:: Records provided ::

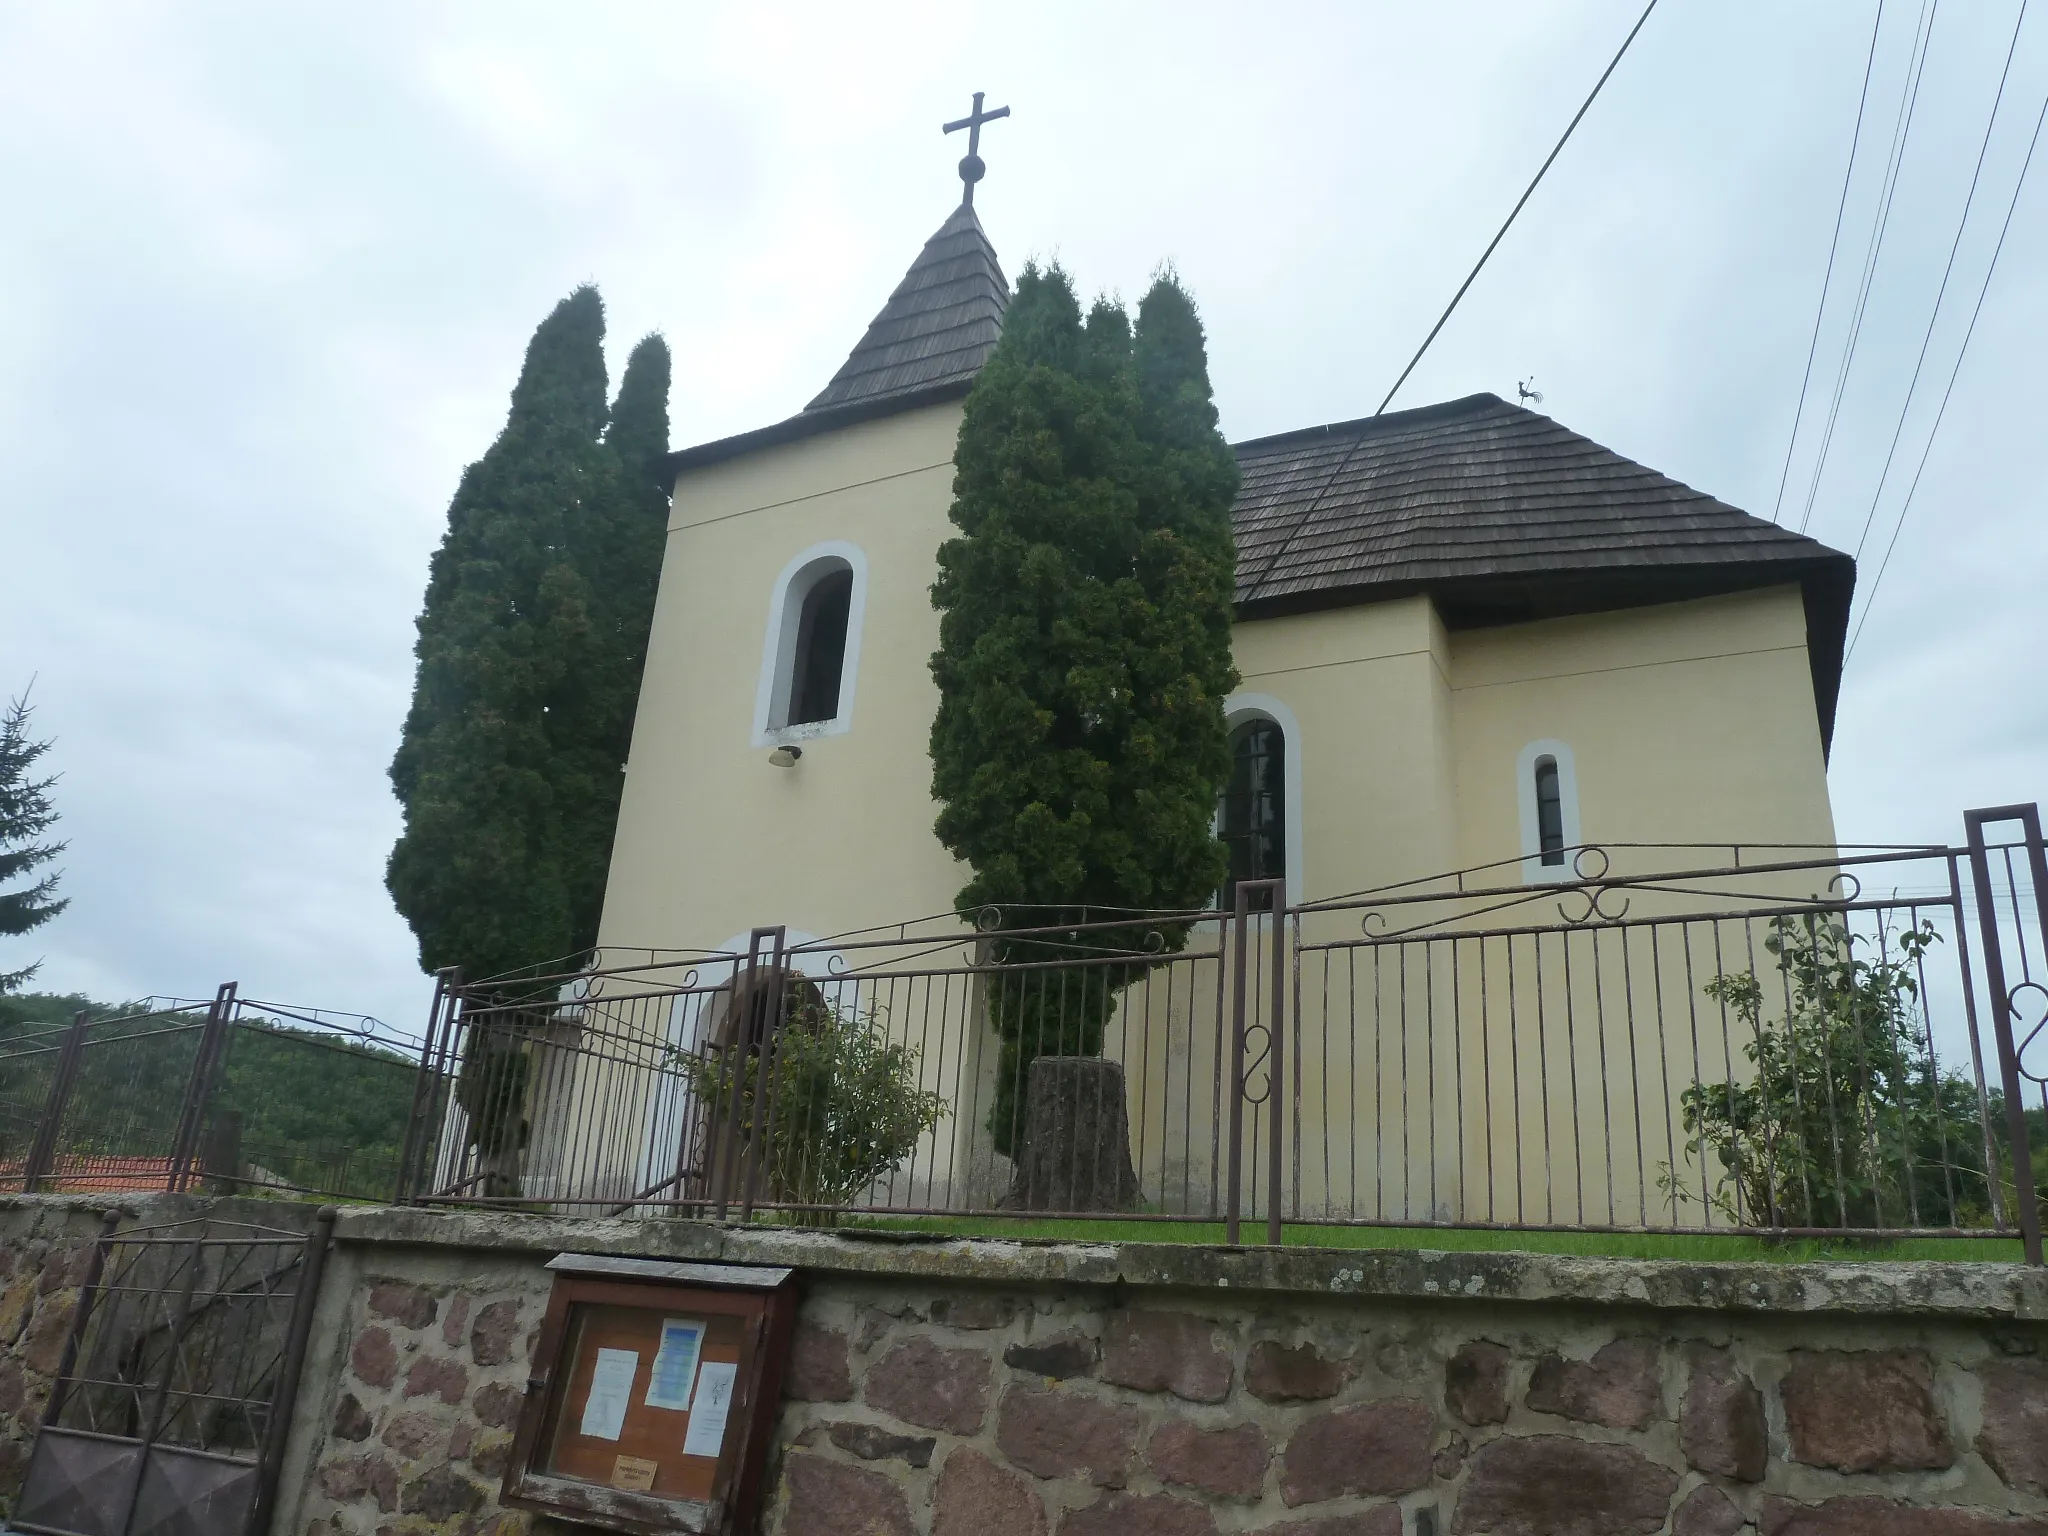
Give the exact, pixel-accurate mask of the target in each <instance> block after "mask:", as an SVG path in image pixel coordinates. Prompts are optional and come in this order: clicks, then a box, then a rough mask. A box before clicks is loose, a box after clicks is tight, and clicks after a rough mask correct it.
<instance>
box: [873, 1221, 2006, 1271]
mask: <svg viewBox="0 0 2048 1536" xmlns="http://www.w3.org/2000/svg"><path fill="white" fill-rule="evenodd" d="M848 1227H858V1229H868V1231H899V1233H932V1235H942V1237H1020V1239H1038V1241H1069V1243H1212V1245H1221V1243H1223V1237H1225V1233H1223V1223H1221V1221H1036V1219H1028V1217H1018V1219H1008V1217H864V1219H856V1221H850V1223H848ZM842 1231H846V1227H842ZM1243 1239H1245V1243H1264V1241H1266V1225H1264V1223H1249V1221H1247V1223H1245V1227H1243ZM1282 1241H1284V1245H1286V1247H1350V1249H1382V1251H1386V1249H1395V1251H1403V1249H1432V1251H1438V1253H1446V1251H1448V1253H1571V1255H1581V1257H1608V1260H1694V1262H1702V1260H1718V1262H1763V1264H1810V1262H1817V1260H1829V1262H1876V1260H1980V1262H2003V1264H2019V1262H2021V1257H2023V1253H2021V1249H2019V1239H2017V1237H1909V1239H1903V1241H1894V1243H1876V1241H1864V1239H1810V1237H1796V1239H1782V1241H1774V1239H1765V1237H1712V1235H1692V1233H1509V1231H1489V1229H1473V1227H1430V1229H1423V1227H1323V1225H1309V1223H1300V1225H1296V1223H1290V1225H1286V1227H1284V1229H1282Z"/></svg>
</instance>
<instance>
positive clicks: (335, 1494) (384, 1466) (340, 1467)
mask: <svg viewBox="0 0 2048 1536" xmlns="http://www.w3.org/2000/svg"><path fill="white" fill-rule="evenodd" d="M319 1491H322V1493H326V1495H328V1497H330V1499H334V1501H336V1503H360V1501H362V1499H371V1501H373V1503H375V1505H377V1507H379V1509H381V1511H383V1513H387V1516H389V1513H393V1511H395V1509H397V1466H393V1464H391V1458H389V1456H377V1454H369V1456H340V1458H336V1460H332V1462H328V1464H326V1466H322V1468H319Z"/></svg>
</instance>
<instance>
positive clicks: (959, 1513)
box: [932, 1446, 1044, 1536]
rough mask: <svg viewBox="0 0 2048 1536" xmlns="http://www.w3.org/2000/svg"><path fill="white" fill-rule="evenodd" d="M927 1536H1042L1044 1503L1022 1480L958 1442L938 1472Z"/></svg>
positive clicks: (994, 1462) (932, 1498)
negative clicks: (929, 1528)
mask: <svg viewBox="0 0 2048 1536" xmlns="http://www.w3.org/2000/svg"><path fill="white" fill-rule="evenodd" d="M932 1536H1044V1501H1042V1499H1040V1497H1038V1491H1036V1489H1034V1487H1032V1485H1030V1483H1028V1481H1026V1479H1022V1477H1018V1475H1016V1473H1012V1470H1008V1468H1004V1466H997V1464H995V1462H993V1460H989V1458H987V1456H983V1454H981V1452H979V1450H975V1448H971V1446H961V1448H958V1450H954V1452H952V1454H950V1456H946V1464H944V1466H942V1468H940V1473H938V1489H936V1491H934V1495H932Z"/></svg>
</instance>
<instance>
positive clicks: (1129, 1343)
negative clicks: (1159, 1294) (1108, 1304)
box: [1102, 1309, 1231, 1403]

:::

• What to do
Retype the data above exactly; pictures are not part of the copy.

• Exercise response
Give the exact, pixel-accurate mask of the target in each <instance> block after "mask:", as an SVG path in image pixel coordinates. Prompts are optional and come in this order: clicks, then a box, then a rough mask. A box before clicks is loose, a box after clicks is tight, and clicks after a rough mask correct it.
<instance>
box: [873, 1221, 2006, 1271]
mask: <svg viewBox="0 0 2048 1536" xmlns="http://www.w3.org/2000/svg"><path fill="white" fill-rule="evenodd" d="M848 1227H858V1229H868V1231H899V1233H932V1235H942V1237H1020V1239H1038V1241H1069V1243H1212V1245H1221V1243H1223V1237H1225V1233H1223V1223H1221V1221H1036V1219H1028V1217H1018V1219H1008V1217H864V1219H856V1221H850V1223H848ZM842 1231H846V1227H842ZM1243 1239H1245V1243H1264V1241H1266V1225H1264V1223H1249V1221H1247V1223H1245V1227H1243ZM1282 1241H1284V1245H1286V1247H1350V1249H1382V1251H1386V1249H1395V1251H1403V1249H1432V1251H1438V1253H1446V1251H1448V1253H1571V1255H1581V1257H1608V1260H1694V1262H1702V1260H1718V1262H1763V1264H1810V1262H1817V1260H1829V1262H1876V1260H1980V1262H2003V1264H2019V1262H2021V1257H2023V1253H2021V1249H2019V1239H2017V1237H1909V1239H1903V1241H1894V1243H1876V1241H1864V1239H1810V1237H1796V1239H1782V1241H1774V1239H1765V1237H1712V1235H1692V1233H1509V1231H1489V1229H1473V1227H1430V1229H1423V1227H1323V1225H1309V1223H1300V1225H1296V1223H1290V1225H1286V1227H1284V1229H1282Z"/></svg>
</instance>
<instance>
positive clicks: (335, 1494) (384, 1466) (340, 1467)
mask: <svg viewBox="0 0 2048 1536" xmlns="http://www.w3.org/2000/svg"><path fill="white" fill-rule="evenodd" d="M319 1491H322V1493H326V1495H328V1497H330V1499H334V1501H336V1503H360V1501H362V1499H371V1501H373V1503H375V1505H377V1507H379V1509H381V1511H383V1513H387V1516H389V1513H393V1511H395V1509H397V1466H393V1464H391V1458H389V1456H377V1454H369V1456H340V1458H336V1460H332V1462H328V1464H326V1466H322V1468H319Z"/></svg>
</instance>
<instance>
positive clicks: (959, 1513)
box: [932, 1446, 1044, 1536]
rough mask: <svg viewBox="0 0 2048 1536" xmlns="http://www.w3.org/2000/svg"><path fill="white" fill-rule="evenodd" d="M927 1536H1042L1044 1503L1022 1480L958 1442L938 1472Z"/></svg>
positive clicks: (994, 1462) (932, 1498)
negative clicks: (929, 1528)
mask: <svg viewBox="0 0 2048 1536" xmlns="http://www.w3.org/2000/svg"><path fill="white" fill-rule="evenodd" d="M932 1536H1044V1501H1042V1499H1040V1497H1038V1491H1036V1489H1034V1487H1032V1485H1030V1483H1028V1481H1026V1479H1022V1477H1018V1475H1016V1473H1012V1470H1008V1468H1004V1466H997V1464H995V1462H993V1460H989V1458H987V1456H983V1454H981V1452H979V1450H975V1448H971V1446H961V1448H958V1450H954V1452H952V1454H950V1456H946V1464H944V1466H942V1468H940V1473H938V1489H936V1491H934V1495H932Z"/></svg>
</instance>
<instance>
positive clicks: (1129, 1343)
negative clicks: (1159, 1294) (1108, 1304)
box: [1102, 1309, 1231, 1403]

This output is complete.